## [PAGE EXCERPT]
════════
# Footjoy Myjoy Icon Golf Shoes



## ArnoldArmChewer (Sep 26, 2012)

The nearest and dearest bought me these beauties as an anniversary present in December 2011, whilst I wanted to keep them in the box over the winter, the N&D persuaded me that I should wear them straight away, good call my lovely!!  After about 50 rounds in all weathers they still look as if they are straight out of the box, I went for black mock croc with patent leather tips and heels, they clean and polish beautifully.  On the course they are superbly comfortable, completely waterproof and are stable to play in.  Whilst they are expensive they are a very well made shoe and perform in every department, a 5* shoe for me, now all I have to do is finalise the design of my next pair!!


----------



## patricks148 (Sep 26, 2012)

Glad you like them.

I got a voucher from the Mag and decided i would get myself a black and white wingtip pair. They are comfy and look nice but about as waterproof as a teebag.

I wore mine at Crail the other week and that was the first time they had to deal with any sort of water. Fail, only a light drizzle but my feet got soaked.

if i had paid for them they would have gone straight back, but will just keep them for dry days, if we ever get one again.


----------



## thecraw (Sep 26, 2012)

patricks148 said:



			Glad you like them.
════════
## [SUPPLIED INFORMATION]
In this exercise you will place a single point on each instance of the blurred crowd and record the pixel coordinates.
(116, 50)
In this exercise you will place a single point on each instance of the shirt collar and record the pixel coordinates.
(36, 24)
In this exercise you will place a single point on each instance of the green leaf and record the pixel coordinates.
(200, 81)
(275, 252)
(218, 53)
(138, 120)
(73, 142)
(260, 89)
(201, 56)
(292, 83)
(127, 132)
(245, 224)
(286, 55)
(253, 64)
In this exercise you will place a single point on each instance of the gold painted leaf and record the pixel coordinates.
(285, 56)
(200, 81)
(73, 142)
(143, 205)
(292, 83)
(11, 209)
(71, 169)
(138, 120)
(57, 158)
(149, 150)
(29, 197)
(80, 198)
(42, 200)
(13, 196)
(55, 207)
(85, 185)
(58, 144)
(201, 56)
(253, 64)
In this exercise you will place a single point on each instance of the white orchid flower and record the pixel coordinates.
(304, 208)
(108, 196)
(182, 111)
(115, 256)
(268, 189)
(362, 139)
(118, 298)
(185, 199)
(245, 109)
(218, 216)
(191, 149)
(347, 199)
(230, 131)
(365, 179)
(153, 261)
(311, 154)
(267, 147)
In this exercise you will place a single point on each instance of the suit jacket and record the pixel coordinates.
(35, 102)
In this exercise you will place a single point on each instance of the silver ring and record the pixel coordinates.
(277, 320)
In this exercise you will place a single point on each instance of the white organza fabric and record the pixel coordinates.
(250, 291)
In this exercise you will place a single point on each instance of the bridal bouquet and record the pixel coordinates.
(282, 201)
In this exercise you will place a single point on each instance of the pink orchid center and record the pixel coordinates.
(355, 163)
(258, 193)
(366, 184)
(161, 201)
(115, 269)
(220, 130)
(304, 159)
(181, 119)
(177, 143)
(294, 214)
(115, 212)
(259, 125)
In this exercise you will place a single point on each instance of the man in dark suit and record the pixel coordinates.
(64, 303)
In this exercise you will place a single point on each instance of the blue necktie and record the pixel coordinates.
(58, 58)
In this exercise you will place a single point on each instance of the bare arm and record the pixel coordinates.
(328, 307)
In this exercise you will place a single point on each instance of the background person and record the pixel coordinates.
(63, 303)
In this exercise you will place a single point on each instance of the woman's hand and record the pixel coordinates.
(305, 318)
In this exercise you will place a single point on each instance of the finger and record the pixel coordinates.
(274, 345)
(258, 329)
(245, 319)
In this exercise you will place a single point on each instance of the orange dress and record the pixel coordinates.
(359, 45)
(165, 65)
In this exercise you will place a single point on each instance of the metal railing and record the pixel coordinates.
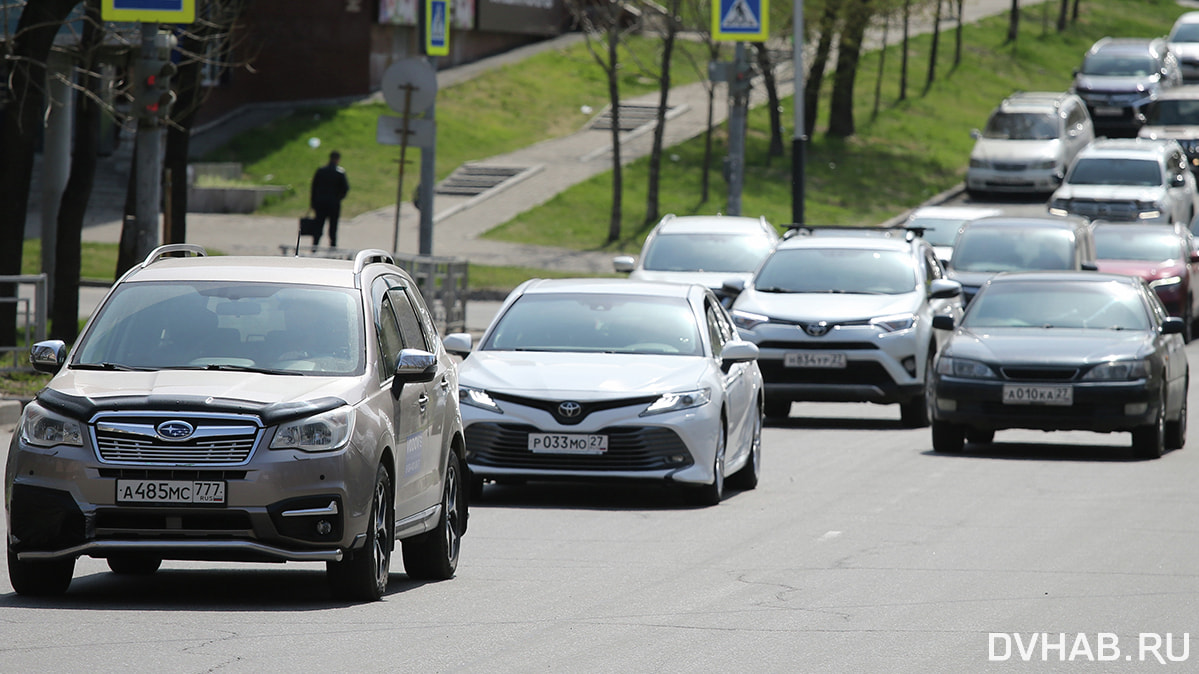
════════
## [WHAT YOU NEED TO DO]
1) Name every forum user who posts in the golf shoe thread.
2) Pick up the golf shoe forum thread after its last line and carry it forward.

## [EXPECTED RESPONSES]
1) ArnoldArmChewer, patricks148, thecraw

2)
I got a voucher from the Mag and decided i would get myself a black and white wingtip pair. They are comfy and look nice but about as waterproof as a teebag.

I wore mine at Crail the other week and that was the first time they had to deal with any sort of water. Fail, only a light drizzle but my feet got soaked.

if i had paid for them they would have gone straight back, but will just keep them for dry days, if we ever get one again.
		
Click to expand...


Are you sure your colostomy bag hadn't burst and ran down into your shoes????


----------



## patricks148 (Sep 26, 2012)

thecraw said:



			Are you sure your colostomy bag hadn't burst and ran down into your shoes????






Click to expand...

Charming, i can see you getting blackballed at WG


----------



## ArnoldArmChewer (Sep 26, 2012)

patricks148 said:



			Glad you like them.

I got a voucher from the Mag and decided i would get myself a black and white wingtip pair. They are comfy and look nice but about as waterproof as a teebag.

I wore mine at Crail the other week and that was the first time they had to deal with any sort of water. Fail, only a light drizzle but my feet got soaked.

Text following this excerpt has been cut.